Provided data
[Start of Attachment]

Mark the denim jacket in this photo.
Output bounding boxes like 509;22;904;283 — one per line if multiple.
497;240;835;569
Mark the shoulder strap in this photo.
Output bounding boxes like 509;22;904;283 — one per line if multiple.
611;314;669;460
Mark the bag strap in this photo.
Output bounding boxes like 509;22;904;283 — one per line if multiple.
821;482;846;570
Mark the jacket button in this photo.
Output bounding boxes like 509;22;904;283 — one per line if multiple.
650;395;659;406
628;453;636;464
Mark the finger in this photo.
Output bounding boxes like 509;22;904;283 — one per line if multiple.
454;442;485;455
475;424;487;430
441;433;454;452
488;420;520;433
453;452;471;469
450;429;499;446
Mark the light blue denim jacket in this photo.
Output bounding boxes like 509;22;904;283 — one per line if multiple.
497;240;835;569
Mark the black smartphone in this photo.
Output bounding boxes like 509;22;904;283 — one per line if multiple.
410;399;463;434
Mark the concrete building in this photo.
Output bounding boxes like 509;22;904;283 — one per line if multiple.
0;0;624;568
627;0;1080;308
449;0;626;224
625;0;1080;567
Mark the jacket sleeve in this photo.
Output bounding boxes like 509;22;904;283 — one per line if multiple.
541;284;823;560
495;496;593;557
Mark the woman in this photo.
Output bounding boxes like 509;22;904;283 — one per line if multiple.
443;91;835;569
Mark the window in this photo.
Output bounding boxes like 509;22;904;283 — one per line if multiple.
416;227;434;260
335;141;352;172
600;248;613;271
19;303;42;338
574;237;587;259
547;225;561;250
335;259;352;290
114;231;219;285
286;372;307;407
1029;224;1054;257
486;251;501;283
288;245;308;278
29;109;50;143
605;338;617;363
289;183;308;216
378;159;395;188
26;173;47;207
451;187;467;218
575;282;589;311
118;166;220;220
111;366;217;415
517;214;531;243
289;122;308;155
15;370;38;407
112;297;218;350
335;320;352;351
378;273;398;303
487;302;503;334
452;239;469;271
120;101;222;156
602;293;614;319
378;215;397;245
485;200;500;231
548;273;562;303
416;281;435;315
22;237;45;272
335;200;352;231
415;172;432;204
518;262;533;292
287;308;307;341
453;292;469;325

[End of Attachment]

Task objective
What is the number of lines in the records that contain the word "denim"? Answer with the number and nothing else.

Final answer
2